═══ Task inputs

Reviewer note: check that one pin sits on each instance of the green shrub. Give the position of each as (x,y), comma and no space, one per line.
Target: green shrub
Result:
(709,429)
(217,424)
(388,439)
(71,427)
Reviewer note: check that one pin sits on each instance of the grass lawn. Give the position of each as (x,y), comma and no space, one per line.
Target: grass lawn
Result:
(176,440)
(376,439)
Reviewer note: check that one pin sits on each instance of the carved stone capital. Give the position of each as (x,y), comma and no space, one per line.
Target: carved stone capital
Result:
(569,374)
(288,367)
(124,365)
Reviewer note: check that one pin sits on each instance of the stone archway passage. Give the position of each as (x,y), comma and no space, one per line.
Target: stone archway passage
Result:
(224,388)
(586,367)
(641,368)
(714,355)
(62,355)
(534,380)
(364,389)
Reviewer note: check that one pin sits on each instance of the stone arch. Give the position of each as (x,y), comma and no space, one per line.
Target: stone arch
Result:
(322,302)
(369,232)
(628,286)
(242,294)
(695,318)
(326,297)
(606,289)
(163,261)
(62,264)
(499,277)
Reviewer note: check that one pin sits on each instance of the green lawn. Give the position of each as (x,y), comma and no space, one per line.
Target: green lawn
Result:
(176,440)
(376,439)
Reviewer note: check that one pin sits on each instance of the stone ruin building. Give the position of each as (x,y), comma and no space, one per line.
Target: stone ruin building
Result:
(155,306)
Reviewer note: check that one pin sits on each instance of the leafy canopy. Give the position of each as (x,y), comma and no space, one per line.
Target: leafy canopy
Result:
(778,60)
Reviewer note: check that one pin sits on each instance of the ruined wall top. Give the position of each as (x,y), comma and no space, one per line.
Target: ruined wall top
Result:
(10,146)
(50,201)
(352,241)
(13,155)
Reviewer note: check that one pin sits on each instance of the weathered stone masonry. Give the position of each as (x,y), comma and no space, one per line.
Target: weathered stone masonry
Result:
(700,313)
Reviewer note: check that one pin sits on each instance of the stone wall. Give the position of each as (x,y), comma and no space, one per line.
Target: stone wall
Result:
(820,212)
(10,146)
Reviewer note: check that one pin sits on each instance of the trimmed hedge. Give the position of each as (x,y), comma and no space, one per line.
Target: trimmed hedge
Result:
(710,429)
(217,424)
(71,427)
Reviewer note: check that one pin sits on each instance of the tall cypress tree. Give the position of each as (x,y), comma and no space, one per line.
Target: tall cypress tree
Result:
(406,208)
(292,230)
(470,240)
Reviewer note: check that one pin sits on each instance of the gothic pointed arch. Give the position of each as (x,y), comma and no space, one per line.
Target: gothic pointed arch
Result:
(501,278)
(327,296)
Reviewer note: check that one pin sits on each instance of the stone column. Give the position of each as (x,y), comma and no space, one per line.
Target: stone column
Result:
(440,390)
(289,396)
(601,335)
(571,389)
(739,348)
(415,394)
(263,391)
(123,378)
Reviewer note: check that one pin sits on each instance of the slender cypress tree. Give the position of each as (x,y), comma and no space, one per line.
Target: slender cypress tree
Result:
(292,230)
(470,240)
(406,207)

══════

## Given request
Format the lines above as a JSON list of strings, one string per line, with blank lines omitted. Begin at the line containing "of the slender" and continue through the final line.

## Answer for the task
[
  "Reviewer note: check that one pin sits on each instance of the slender cypress tree. Give the position of each as (x,y), comma and no space, one per line.",
  "Target: slender cypress tree",
  "Result:",
  "(292,230)",
  "(470,240)",
  "(406,207)"
]